>> Start RECORDS SUPPLIED
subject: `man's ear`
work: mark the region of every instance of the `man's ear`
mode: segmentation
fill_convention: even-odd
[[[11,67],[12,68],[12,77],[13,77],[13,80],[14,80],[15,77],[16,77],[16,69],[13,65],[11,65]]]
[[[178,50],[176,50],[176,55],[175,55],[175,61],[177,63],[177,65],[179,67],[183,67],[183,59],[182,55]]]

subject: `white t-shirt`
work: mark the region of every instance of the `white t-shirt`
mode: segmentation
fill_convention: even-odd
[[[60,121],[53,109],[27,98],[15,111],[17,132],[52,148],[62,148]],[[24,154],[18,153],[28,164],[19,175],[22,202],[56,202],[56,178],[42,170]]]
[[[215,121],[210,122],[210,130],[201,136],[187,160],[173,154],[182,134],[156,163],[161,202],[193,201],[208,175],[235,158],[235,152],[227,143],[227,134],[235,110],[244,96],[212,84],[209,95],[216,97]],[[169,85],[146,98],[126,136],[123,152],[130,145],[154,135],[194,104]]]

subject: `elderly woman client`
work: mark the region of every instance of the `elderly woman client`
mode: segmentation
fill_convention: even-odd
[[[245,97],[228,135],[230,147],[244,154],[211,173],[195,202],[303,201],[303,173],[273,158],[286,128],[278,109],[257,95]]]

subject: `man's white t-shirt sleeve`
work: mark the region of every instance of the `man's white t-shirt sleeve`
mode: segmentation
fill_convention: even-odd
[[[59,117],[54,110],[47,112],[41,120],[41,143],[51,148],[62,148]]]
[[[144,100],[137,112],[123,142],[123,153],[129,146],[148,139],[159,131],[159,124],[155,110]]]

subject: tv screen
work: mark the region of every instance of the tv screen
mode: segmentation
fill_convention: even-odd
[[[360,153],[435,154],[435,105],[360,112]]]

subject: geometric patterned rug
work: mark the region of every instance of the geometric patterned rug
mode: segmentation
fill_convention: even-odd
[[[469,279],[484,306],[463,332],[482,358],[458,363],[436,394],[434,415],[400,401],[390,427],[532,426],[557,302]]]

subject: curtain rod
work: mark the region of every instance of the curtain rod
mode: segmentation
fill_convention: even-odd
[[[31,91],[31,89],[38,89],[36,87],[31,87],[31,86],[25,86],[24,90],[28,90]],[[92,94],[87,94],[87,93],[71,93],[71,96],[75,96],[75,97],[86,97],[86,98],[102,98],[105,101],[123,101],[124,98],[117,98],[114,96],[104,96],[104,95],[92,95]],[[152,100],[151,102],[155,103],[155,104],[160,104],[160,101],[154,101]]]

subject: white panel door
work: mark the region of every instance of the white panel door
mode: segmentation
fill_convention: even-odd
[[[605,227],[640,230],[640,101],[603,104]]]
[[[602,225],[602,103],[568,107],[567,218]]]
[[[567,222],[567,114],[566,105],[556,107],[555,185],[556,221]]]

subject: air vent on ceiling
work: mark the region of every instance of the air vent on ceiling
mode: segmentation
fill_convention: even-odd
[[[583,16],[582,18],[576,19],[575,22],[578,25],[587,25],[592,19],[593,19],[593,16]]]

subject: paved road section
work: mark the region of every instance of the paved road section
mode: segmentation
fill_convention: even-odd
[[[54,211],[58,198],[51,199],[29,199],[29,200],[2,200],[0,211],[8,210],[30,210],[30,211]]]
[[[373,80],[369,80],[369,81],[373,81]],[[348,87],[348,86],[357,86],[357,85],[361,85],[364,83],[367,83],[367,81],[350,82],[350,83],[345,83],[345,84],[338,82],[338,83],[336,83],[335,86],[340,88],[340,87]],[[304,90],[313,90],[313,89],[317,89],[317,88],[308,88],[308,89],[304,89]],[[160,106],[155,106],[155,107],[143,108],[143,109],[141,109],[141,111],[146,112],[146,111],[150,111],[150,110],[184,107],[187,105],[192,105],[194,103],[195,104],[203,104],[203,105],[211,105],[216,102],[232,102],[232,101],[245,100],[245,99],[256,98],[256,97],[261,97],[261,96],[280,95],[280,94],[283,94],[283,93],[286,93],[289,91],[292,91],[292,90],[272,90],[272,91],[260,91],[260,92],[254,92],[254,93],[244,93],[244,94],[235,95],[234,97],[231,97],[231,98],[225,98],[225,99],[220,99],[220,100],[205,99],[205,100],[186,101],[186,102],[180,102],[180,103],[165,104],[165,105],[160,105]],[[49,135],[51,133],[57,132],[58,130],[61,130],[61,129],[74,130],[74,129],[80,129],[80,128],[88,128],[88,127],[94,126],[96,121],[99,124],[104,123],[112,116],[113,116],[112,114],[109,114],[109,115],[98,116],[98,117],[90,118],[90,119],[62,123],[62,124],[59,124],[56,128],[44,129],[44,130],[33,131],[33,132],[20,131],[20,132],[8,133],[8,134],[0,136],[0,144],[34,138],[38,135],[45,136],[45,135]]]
>> End RECORDS SUPPLIED
» DIRECTIONS FOR THIS TASK
Give exactly the lines from the one with "subject: white panel door" to the end of the entries, nothing before them.

» SOLVED PROBLEM
subject: white panel door
work: mark the region of every instance of the white panel door
mode: segmentation
fill_convention: even-odd
[[[605,227],[640,230],[640,101],[603,104]]]
[[[602,225],[602,103],[568,107],[567,218]]]
[[[567,222],[567,114],[566,105],[556,107],[555,185],[556,221]]]

subject: air vent on ceiling
work: mark the region of every instance of the air vent on ceiling
mode: segmentation
fill_convention: even-odd
[[[583,16],[582,18],[576,19],[575,22],[578,25],[587,25],[592,19],[593,19],[593,16]]]

subject: paved road section
work: mark the region of every instance of the paved road section
mode: segmentation
fill_convention: even-odd
[[[54,211],[58,198],[51,199],[29,199],[29,200],[2,200],[0,211],[8,210],[30,210],[30,211]]]
[[[373,80],[369,80],[369,81],[373,81]],[[348,87],[348,86],[357,86],[357,85],[361,85],[364,83],[367,83],[367,81],[350,82],[350,83],[345,83],[345,84],[338,82],[338,83],[336,83],[335,86],[340,88],[340,87]],[[304,90],[313,90],[313,89],[317,89],[317,88],[308,88],[308,89],[304,89]],[[160,106],[155,106],[155,107],[143,108],[143,109],[141,109],[141,111],[146,112],[146,111],[150,111],[150,110],[184,107],[187,105],[192,105],[194,103],[195,104],[203,104],[203,105],[211,105],[216,102],[232,102],[232,101],[245,100],[245,99],[256,98],[256,97],[261,97],[261,96],[280,95],[280,94],[283,94],[283,93],[286,93],[289,91],[292,91],[292,90],[272,90],[272,91],[260,91],[260,92],[254,92],[254,93],[244,93],[244,94],[235,95],[234,97],[231,97],[231,98],[225,98],[225,99],[220,99],[220,100],[205,99],[205,100],[186,101],[186,102],[180,102],[180,103],[165,104],[165,105],[160,105]],[[49,135],[51,133],[57,132],[58,130],[61,130],[61,129],[74,130],[74,129],[80,129],[80,128],[88,128],[88,127],[94,126],[96,121],[99,124],[104,123],[112,116],[113,116],[112,114],[109,114],[109,115],[98,116],[98,117],[90,118],[90,119],[62,123],[62,124],[59,124],[56,128],[44,129],[44,130],[33,131],[33,132],[20,131],[20,132],[8,133],[8,134],[0,136],[0,144],[34,138],[38,135],[45,136],[45,135]]]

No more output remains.